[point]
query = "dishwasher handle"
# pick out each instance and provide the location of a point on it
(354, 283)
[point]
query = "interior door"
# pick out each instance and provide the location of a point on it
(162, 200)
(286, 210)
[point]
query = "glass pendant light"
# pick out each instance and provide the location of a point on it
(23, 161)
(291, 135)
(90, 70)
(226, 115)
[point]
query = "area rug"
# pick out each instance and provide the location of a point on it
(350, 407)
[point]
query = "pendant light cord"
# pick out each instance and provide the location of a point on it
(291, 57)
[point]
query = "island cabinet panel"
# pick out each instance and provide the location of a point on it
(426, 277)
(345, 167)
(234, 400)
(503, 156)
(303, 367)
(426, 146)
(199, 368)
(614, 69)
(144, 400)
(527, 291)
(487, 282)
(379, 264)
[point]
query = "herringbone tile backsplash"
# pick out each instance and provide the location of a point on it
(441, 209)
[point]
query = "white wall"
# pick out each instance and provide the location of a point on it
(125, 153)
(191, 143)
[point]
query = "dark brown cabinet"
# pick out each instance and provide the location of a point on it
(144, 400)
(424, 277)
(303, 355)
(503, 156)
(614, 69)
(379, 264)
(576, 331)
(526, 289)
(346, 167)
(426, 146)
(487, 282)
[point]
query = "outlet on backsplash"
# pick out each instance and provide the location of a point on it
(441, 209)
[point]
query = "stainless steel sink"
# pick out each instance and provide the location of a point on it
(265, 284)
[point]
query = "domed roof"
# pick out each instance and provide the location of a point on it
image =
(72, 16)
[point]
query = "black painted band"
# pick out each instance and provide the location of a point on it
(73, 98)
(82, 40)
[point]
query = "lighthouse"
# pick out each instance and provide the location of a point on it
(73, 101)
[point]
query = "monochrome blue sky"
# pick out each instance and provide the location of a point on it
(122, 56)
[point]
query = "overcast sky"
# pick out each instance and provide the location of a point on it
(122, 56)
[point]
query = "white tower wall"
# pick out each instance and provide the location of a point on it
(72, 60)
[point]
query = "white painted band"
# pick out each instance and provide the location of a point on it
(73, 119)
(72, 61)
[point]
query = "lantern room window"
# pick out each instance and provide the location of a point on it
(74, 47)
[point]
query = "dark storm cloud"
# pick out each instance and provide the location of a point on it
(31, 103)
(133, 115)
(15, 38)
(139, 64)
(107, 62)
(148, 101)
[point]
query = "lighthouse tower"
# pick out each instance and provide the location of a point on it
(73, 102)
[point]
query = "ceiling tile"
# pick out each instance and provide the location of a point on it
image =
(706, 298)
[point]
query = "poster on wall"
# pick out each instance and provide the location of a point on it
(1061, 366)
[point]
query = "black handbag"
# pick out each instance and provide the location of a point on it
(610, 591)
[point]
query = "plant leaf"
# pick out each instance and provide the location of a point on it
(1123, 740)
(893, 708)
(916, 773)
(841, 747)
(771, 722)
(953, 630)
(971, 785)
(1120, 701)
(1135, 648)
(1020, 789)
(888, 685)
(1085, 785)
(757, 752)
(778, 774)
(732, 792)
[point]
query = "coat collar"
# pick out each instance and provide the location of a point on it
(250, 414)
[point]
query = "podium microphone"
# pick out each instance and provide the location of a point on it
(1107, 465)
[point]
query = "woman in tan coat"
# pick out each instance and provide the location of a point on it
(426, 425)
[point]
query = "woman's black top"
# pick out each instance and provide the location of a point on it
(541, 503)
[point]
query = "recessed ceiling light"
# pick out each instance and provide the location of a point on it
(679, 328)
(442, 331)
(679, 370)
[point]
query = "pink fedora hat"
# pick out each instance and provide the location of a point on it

• **OBJECTIF**
Relevez dans le matériel chaque ligne où figure le mot "backsplash", puis recopiez-la. La casse compte.

• **RÉPONSE ATTENDUE**
query = "herringbone tile backsplash"
query = "outlet on backsplash"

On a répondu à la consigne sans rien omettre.